WRITTEN PROBLEM A:
From the Advent sermon, copy the stretch from "Yes, like a" through "Christmas Eve Service." word for word.
WRITTEN PROBLEM B:
Continue the Advent sermon from the point at which it stops.

EXCERPTED PASSAGE:
# # # #

Sermon Archive

An Advent Attitude
© by the Reverend Dr. Byron E. Shafer
A sermon preached at Rutgers Presbyterian Church
on November 30, 2003; First Sunday of Advent, Year C
Scripture Lessons: Jeremiah 33:14-16; I Thessalonians 3:6-13

It’s Thanksgiving Weekend, and also the First Sunday of Advent! I’m sure you noticed that last Friday department stores opened up at the unheard of hour of 6:00 a.m., or, at the very latest, 7:00 a.m.—a sure sign that the Christmas Rush is officially upon us!

Yes, like a ton of bruising football linemen, the season is, one might say, “down and set, poised to plow over us with all its demands, distractions, details, dilemmas, delights, and duties.”

For pastors, especially one who has just returned from a sabbatical, the always “full” schedule is even more jam-packed than usual—with vespers and study groups and special services coming on top of the pressure to preach sermons that are “better than ever.”

For the choral director and choir members, there’s a frantic schedule for the extra rehearsals needed to prepare all that special music that’s to be sung and played at the Choral Candlelight Service and the Christmas Eve Service.

For public school teachers, the Christmas—and Chanukkah—Rush poses the special challenge of keeping gaggles of children focused on schoolwork while arranging special programs and projects that will somehow observe the season without becoming noticeably religious!

For merchants, the “X-mas” Rush is it. It’s the “make-or-break” time of each year. You see, the day after Thanksgiving is widely known among merchants as “Black Friday”—not because that day this year happened to be so cloudy and rainy, but because that day and the four weeks following it, with their extended hours and alluring discounts, usually determine whether the ledger for any given year winds up “in the black,” or “in the red.”

As for all of us who are not merchants, these are days when year-end work deadlines fall into the midst of the 1,000 extra pressures put on us by “the holiday season”—you know, writing and mailing those cards and letters; preparing special food dishes; somehow finding enough money to spend on gifts (the national average is $800); choosing whether to buy our niece that Bratz Motorcycle with Girl Doll, a Dance Diva Recording Studio, a Mighty Beanz 6-Pack, The Lion King DVD, or a Barbie Talking Styling Head. Then there’s wrestling with the mobs lined up at cash registers, and, of course, showing up everywhere we’re expected to be, including, dear God, church!

# # # #

RECORDED INFORMATION:
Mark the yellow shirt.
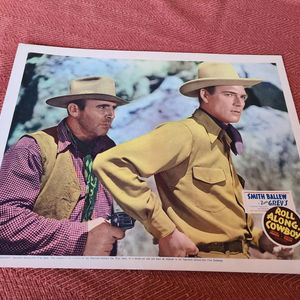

# # # #

WRITTEN ANSWER A:
Yes, like a ton of bruising football linemen, the season is, one might say, “down and set, poised to plow over us with all its demands, distractions, details, dilemmas, delights, and duties.”

For pastors, especially one who has just returned from a sabbatical, the always “full” schedule is even more jam-packed than usual—with vespers and study groups and special services coming on top of the pressure to preach sermons that are “better than ever.”

For the choral director and choir members, there’s a frantic schedule for the extra rehearsals needed to prepare all that special music that’s to be sung and played at the Choral Candlelight Service and the Christmas Eve Service.

WRITTEN ANSWER B:
Now, you may be interested to learn that in a scientific Yankelovich poll taken just six years ago, we adult Americans claimed that between Thanksgiving and New Year’s Day we spend, on average, 16 hours shopping, and that during this same period we also spend, on average, 16 hours and 25 minutes worshiping—yes, that is a tad more on worshiping! So we adult Americans proudly claim that during this season worshiping does win out over shopping, by at least the length of a Hollywood sit-com!

However, Peter Steinfels, in a New York Times column (11/29/97), dared to suggest that our replies to this particular poll really reflect a great deal of wishful thinking on our part—that we wish we were in church for 3 hours and 17 minutes during each of these five weeks, that we wish we spent more time in church than we do in stores, but that we don’t, really!

Now as a pastor I’m of course willing to doubt Steinfels’s skepticism! I’m willing to accept as true what we Americans claim about ourselves, so I’m looking forward to seeing every one of you here at church for at least 3 hours and 17 minutes during each of these coming weeks! Let’s see. On Sundays, Adult Education and Worship—that equals two hours! And as for the other hour and a quarter, you can fulfill that by attending one or another of our Wednesday Advent series (either noon or evening), or else by helping out regularly in our Thursday night meal program, or else by hosting our shelter for homeless men one Friday evening this Advent! That'll do it!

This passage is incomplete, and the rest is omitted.